WHAT TO WORK ON:
**a)** Return the part of the article on British party manifestos and charities starting at "Charities Aid Foundation’s" and ending at "nonprofits in the UK.", copied word for word.
**b)** Take the article on British party manifestos and charities further, continuing from its last sentence.

++++ DOCUMENT TEXT

April 16, 2015; Civil Society

Charities Aid Foundation’s Steve Clapperton has done for the British political parties—the Conservatives, the Liberal Democrats, Labour, the Greens, and UKIP—what we would love to do regarding American political parties (and we only have two with legitimate possibilities of power in Congress and the White House): He compared their published party “manifestos” to determine where they stood on issues of concern to nonprofits in the UK.

He discovered that “in the charity world at least there appears to be much more consensus between the parties than might have been expected.” With the exception of the UKIP on the far right, the parties largely support social enterprise, social impact bonds, and cooperatives, though the Green Party puts a special emphasis on co-ops. Again, aside from UKIP, the parties all have ideas for promoting volunteering, though the Conservatives are proposing that people get three days a year of paid-time for volunteering. The parties seem to all share some misgivings about the nation’s widely criticized Lobbying Act, though Labour and the Greens call explicitly for repeal while the Conservatives only pledge to examine it carefully. The Conservatives, Liberals, and Labour all call for maintaining the UK’s commitment to international aid at 0.7 percent of Gross National Income, but the Green Party wants that percentage raised and the UKIP lowered.

++++++++
++++ RECORDED INFORMATION

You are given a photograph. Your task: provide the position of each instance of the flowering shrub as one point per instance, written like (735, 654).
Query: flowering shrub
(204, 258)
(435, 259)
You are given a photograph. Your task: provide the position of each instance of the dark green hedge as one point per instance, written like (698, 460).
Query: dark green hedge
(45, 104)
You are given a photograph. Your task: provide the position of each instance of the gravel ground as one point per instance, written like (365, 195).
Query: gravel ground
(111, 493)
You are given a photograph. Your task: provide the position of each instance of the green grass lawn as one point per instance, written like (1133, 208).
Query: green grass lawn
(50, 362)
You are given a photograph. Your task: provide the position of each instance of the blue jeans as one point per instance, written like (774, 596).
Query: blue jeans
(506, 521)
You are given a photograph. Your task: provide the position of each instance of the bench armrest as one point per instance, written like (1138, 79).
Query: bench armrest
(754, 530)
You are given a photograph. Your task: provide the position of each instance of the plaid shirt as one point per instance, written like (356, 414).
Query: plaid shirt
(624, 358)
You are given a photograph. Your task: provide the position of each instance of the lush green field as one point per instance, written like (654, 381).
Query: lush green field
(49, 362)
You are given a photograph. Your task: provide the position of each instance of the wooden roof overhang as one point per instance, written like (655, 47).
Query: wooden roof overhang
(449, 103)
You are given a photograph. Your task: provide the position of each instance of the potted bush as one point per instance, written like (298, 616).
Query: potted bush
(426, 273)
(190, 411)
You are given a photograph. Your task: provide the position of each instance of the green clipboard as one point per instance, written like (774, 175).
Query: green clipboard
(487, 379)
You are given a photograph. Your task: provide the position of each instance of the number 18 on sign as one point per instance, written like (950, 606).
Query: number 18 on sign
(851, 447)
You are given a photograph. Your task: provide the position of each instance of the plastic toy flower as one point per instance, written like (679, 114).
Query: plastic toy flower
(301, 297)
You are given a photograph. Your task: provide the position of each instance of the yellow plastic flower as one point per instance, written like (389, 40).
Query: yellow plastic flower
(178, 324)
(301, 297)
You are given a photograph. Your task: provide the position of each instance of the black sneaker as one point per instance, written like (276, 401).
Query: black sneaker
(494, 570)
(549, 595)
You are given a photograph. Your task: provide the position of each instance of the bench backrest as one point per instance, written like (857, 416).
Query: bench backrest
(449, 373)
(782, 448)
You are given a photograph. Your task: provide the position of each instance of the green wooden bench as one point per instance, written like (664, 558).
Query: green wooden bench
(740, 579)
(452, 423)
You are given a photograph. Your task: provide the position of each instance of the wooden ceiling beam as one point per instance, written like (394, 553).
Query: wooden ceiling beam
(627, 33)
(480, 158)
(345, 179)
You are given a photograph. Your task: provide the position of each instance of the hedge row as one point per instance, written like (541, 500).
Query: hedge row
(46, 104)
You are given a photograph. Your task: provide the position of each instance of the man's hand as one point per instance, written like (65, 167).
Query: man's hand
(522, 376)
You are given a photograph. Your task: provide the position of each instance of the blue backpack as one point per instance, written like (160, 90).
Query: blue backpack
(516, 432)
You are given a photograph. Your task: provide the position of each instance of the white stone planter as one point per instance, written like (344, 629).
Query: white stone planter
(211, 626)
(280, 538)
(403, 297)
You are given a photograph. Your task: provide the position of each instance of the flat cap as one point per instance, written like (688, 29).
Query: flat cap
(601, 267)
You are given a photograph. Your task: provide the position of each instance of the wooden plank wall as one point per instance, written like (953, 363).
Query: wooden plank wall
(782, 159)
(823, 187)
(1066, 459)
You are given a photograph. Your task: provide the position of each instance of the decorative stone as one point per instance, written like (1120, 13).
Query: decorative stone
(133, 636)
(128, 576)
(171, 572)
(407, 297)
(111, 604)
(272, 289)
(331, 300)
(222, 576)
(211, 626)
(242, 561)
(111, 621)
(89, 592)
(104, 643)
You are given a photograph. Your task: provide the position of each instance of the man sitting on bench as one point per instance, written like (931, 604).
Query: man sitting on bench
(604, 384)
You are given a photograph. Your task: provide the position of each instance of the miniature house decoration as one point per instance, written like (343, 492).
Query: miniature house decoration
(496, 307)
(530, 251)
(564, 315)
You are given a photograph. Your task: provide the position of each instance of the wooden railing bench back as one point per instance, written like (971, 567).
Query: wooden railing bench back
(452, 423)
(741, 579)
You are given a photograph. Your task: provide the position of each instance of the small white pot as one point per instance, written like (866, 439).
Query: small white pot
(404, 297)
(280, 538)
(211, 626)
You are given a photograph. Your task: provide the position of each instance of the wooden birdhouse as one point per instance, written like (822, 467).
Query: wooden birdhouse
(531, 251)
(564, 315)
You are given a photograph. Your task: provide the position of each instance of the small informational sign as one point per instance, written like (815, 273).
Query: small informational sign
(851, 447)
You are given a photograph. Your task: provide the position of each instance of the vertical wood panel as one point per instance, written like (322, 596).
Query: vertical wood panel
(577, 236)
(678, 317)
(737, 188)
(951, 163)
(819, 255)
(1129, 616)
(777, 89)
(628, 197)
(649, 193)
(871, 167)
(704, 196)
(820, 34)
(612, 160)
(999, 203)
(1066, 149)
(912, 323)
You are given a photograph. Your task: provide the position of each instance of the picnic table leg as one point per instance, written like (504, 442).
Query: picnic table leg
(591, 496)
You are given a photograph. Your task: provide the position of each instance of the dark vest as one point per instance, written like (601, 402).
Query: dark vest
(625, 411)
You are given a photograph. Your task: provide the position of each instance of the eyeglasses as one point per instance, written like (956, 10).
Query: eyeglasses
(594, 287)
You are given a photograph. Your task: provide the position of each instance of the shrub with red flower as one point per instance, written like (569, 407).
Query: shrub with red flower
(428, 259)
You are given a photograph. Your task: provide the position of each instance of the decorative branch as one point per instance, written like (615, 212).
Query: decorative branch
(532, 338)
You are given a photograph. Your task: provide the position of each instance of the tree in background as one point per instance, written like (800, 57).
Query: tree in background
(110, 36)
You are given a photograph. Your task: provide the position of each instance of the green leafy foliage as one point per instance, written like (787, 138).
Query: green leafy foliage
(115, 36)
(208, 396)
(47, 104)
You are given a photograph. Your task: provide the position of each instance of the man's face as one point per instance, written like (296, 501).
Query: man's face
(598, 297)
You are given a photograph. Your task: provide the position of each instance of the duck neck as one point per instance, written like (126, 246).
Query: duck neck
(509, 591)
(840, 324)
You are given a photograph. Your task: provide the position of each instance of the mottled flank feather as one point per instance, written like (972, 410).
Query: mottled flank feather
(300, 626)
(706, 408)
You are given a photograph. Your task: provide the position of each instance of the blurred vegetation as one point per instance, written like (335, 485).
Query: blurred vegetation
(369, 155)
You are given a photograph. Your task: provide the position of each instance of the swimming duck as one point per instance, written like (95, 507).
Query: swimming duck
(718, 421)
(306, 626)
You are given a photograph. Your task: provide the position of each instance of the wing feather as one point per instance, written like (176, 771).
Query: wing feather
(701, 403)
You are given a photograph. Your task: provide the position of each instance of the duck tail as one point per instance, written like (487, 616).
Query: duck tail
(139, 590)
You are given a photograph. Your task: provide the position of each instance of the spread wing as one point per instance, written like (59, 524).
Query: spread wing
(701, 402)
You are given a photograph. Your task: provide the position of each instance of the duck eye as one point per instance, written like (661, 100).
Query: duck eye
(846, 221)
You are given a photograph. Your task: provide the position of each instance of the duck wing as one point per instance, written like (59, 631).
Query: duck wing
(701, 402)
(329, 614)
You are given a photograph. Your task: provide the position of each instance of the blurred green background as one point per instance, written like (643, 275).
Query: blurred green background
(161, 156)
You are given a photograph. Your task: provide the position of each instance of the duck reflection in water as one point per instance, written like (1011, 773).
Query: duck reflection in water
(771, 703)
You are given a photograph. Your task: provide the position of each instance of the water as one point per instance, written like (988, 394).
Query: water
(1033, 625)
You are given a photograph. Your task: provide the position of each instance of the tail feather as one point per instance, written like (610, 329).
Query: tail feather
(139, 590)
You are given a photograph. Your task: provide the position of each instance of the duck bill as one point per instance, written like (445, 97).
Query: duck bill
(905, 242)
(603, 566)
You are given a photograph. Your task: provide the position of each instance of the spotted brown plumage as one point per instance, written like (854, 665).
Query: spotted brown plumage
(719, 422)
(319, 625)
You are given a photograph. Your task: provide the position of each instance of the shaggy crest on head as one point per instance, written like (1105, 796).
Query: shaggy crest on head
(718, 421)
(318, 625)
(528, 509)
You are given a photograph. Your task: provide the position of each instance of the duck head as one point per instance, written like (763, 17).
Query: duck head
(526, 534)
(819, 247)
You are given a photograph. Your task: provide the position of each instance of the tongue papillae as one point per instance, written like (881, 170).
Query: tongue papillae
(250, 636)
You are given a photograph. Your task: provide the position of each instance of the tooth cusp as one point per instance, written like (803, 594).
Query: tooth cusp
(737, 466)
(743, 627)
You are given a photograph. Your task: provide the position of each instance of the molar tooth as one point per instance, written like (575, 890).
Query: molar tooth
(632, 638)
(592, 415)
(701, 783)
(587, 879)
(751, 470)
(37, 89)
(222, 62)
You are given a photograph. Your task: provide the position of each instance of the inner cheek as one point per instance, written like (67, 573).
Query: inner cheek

++++++++

SET OF ANSWERS:
**a)**
Charities Aid Foundation’s Steve Clapperton has done for the British political parties—the Conservatives, the Liberal Democrats, Labour, the Greens, and UKIP—what we would love to do regarding American political parties (and we only have two with legitimate possibilities of power in Congress and the White House): He compared their published party “manifestos” to determine where they stood on issues of concern to nonprofits in the UK.

**b)**
A couple of things strike us about Clapperton’s report. First, it is attractive, for whatever it may be worth, that the British political parties include in their manifestos explicit statements and commitments about nonprofit policies. With our Democrats and Republicans, nonprofit policy issues framed in nonprofit terms rarely enter the national political debates. Some of that is clearly our own fault, as nonprofit leaders have often been content with or even campaigned to get politicians to make “I (heart) nonprofits” statements and consider the utterance of a few mom and apple pie nonprofit sentiments as success.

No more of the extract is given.